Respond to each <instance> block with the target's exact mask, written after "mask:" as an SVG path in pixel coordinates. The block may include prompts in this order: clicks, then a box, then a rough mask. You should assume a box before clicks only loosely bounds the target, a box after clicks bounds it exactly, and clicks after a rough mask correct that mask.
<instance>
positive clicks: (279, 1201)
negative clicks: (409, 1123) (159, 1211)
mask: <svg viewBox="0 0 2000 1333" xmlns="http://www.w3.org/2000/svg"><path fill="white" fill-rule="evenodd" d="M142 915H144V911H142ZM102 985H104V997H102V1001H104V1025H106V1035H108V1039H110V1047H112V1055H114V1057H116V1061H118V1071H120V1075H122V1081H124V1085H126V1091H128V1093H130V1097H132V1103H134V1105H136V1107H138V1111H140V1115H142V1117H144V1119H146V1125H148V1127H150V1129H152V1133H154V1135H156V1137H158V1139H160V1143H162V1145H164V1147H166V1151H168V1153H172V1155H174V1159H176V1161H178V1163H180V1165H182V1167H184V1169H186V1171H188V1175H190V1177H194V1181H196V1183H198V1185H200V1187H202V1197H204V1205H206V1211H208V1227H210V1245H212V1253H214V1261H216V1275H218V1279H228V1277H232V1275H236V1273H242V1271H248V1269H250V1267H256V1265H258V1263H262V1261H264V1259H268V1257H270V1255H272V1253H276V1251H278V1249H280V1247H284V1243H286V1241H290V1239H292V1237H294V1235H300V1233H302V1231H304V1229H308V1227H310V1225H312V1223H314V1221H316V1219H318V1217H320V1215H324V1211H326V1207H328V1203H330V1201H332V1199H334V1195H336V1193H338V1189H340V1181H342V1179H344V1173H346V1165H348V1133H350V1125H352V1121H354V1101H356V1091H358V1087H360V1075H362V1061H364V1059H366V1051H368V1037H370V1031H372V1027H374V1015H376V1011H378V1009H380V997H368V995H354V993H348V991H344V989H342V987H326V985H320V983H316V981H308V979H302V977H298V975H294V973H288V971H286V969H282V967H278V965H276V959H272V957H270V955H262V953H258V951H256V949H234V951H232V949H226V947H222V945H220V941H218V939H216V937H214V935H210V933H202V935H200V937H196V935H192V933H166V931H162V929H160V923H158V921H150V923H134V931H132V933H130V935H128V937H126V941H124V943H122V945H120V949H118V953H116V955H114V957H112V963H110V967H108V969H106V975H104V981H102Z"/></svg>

**PROBLEM STATEMENT**
Print each record word for word.

**TASK OUTPUT**
Respond to each <instance> block with the target's exact mask, written after "mask:" as an SVG path in pixel coordinates. The block may include prompts in this order: clicks, then a box, then a rough mask. You should assume a box before clicks only loosely bounds the target, a box after clicks bounds it exactly, and clicks after a rough mask correct that mask.
<instance>
positive clicks: (279, 1201)
negative clicks: (409, 1123) (159, 1211)
mask: <svg viewBox="0 0 2000 1333" xmlns="http://www.w3.org/2000/svg"><path fill="white" fill-rule="evenodd" d="M142 915H144V911H142ZM102 985H104V997H102V1001H104V1025H106V1035H108V1039H110V1047H112V1055H114V1057H116V1061H118V1071H120V1075H122V1081H124V1085H126V1091H128V1093H130V1097H132V1103H134V1105H136V1107H138V1111H140V1115H142V1117H144V1119H146V1125H148V1127H150V1129H152V1133H154V1135H156V1137H158V1139H160V1143H162V1145H164V1147H166V1151H168V1153H172V1155H174V1159H176V1161H178V1163H180V1165H182V1167H184V1169H186V1171H188V1175H190V1177H194V1181H196V1183H198V1185H200V1187H202V1197H204V1205H206V1211H208V1227H210V1245H212V1253H214V1261H216V1275H218V1279H228V1277H232V1275H236V1273H242V1271H248V1269H250V1267H256V1265H258V1263H262V1261H264V1259H268V1257H270V1255H272V1253H276V1251H278V1249H280V1247H284V1243H286V1241H290V1239H292V1237H294V1235H300V1233H302V1231H304V1229H308V1227H310V1225H312V1223H314V1221H316V1219H318V1217H320V1215H324V1211H326V1207H328V1203H330V1201H332V1199H334V1195H336V1193H338V1189H340V1181H342V1179H344V1173H346V1165H348V1133H350V1125H352V1121H354V1101H356V1091H358V1087H360V1075H362V1061H364V1059H366V1051H368V1037H370V1031H372V1027H374V1015H376V1011H378V1009H380V997H368V995H354V993H348V991H344V989H342V987H326V985H320V983H316V981H308V979H302V977H298V975H294V973H288V971H286V969H282V967H278V965H276V959H272V957H270V955H262V953H258V951H256V949H234V951H232V949H226V947H222V945H220V941H218V939H216V937H214V935H210V933H202V935H200V937H196V935H192V933H166V931H162V929H160V923H158V921H150V923H134V931H132V933H130V935H128V937H126V941H124V943H122V945H120V949H118V953H116V955H114V957H112V963H110V967H108V969H106V975H104V981H102Z"/></svg>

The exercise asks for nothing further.